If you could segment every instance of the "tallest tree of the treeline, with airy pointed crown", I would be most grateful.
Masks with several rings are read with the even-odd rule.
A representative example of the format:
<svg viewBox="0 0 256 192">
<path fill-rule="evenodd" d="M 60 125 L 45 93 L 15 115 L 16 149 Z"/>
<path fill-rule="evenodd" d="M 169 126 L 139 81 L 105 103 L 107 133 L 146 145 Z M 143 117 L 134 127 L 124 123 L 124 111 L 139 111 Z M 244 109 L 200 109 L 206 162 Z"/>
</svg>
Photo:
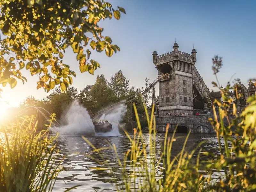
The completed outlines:
<svg viewBox="0 0 256 192">
<path fill-rule="evenodd" d="M 130 80 L 127 80 L 122 71 L 119 70 L 115 76 L 111 76 L 109 83 L 110 89 L 118 99 L 124 98 L 128 93 Z"/>
</svg>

* * *

TASK OBJECTIVE
All lines that contain the word "with" must be copied from the records above.

SOLUTION TO THIS TASK
If you could segment every instance of the "tallest tree of the treeline, with airy pointed crown", I would be most grateful.
Masks with several rings are read with the even-odd rule.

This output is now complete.